**Given exercise 1**
Please reproduce the part of the Biscayne Bay fishing thread starting at "Great report and" and ending at "with the permit.".
**Given exercise 2**
In the Biscayne Bay fishing thread, how much did the permit that bmann420 landed weigh?

>> BEGIN Page excerpt

# Biscayne Bay, Kids, & Amazing Fishing....Life is GOOD!!!!!



## bmann420 (Nov 4, 2007)

Headed to Biscayne Bay again with the kids this morning to be there before sunrise and fish the incoming tide.  Mid-Morning my son was sitting on the poling tower and his drag just exploded.  After about a serious 5 minute fight he landed his first bone fish.  Quite the exciting event for such a young kid and especially considering I still have never caught a bone.  About an hour later I saw a school of 50-100 bones go right by and I had my son cast out in front of the school.  Sure as heck he lands his 2nd bone in one day...damn I was happy.  Another hour or so later my son says we have taling fish off the back of the boat.  I thought nothing of it because he is a fisherman and seems to see mysterious tailing fish all the time that I never see.  Well...about two minutes after he tells me this I look behind the transom and about 30 feet away are to tailing permit just frolicking away.  WOW....I hooked up a small crab and launched that lucky silver dollar into the mix.  BAM....15 minutes or so later and after one of the BEST fights I've ever had on light tackle I landed a SWEET 20 pound permit.  Damn...those are some seriously strong fish that can peel off some line.  Got pics of the bones but my battery died for the permit.  Oh well... all in all it was my sons first bones and my first permit....what a beautiful day!!!!!  Gosh I LOVE Biscayne Bay.  I hope other people let their kids experience places like this because I can only imagine the memories that will last a lifetime.

First Bone









Second Bone


----------



## Brett (Jul 16, 2008)

You've got the right boat for that area snooker.
Kids are happy, you're happy, don't get much better than that!


----------



## HaMm3r (Dec 11, 2006)

You don't need to imagine anything, you're living those memories, right along with your kids!  Way to go on the multiple firsts! [smiley=1-thumbsup1.gif]


----------



## Alonzo_Sotillo (Oct 9, 2009)

Great report and well done by your son making the right cast for his SECOND bonefish! And to you as well for the first permit. Well done! 

Alonzo


----------



## out-cast (Jan 27, 2009)

That's awesome. I love fishin' with kids. Congrats to him on the bones and you with the permit.

>> END Page excerpt
>> BEGIN Information shown

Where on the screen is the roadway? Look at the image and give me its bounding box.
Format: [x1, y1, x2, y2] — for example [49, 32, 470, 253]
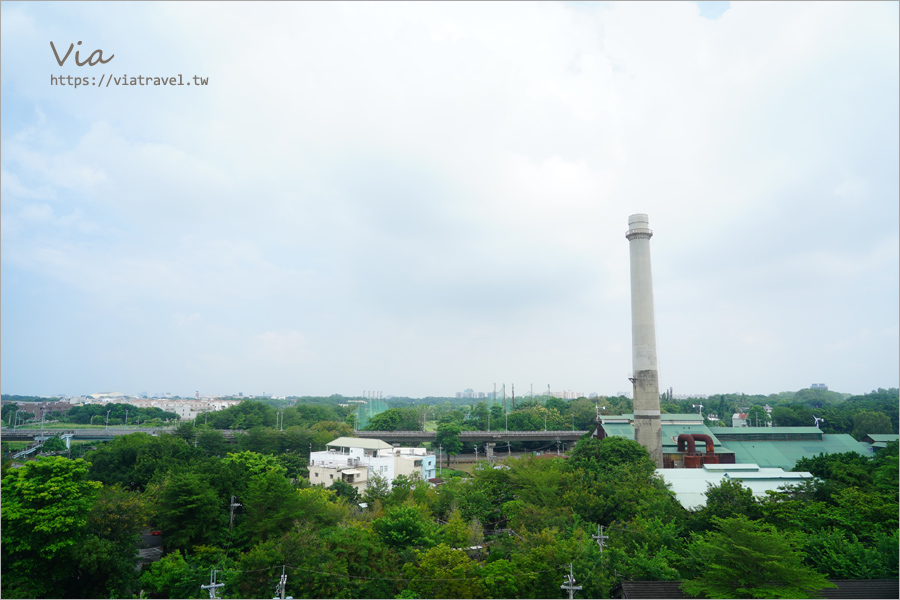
[353, 429, 590, 444]
[0, 427, 590, 444]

>> END Information shown

**Problem solution 1**
Great report and well done by your son making the right cast for his SECOND bonefish! And to you as well for the first permit. Well done! 

Alonzo


----------



## out-cast (Jan 27, 2009)

That's awesome. I love fishin' with kids. Congrats to him on the bones and you with the permit.

**Problem solution 2**
20 pounds.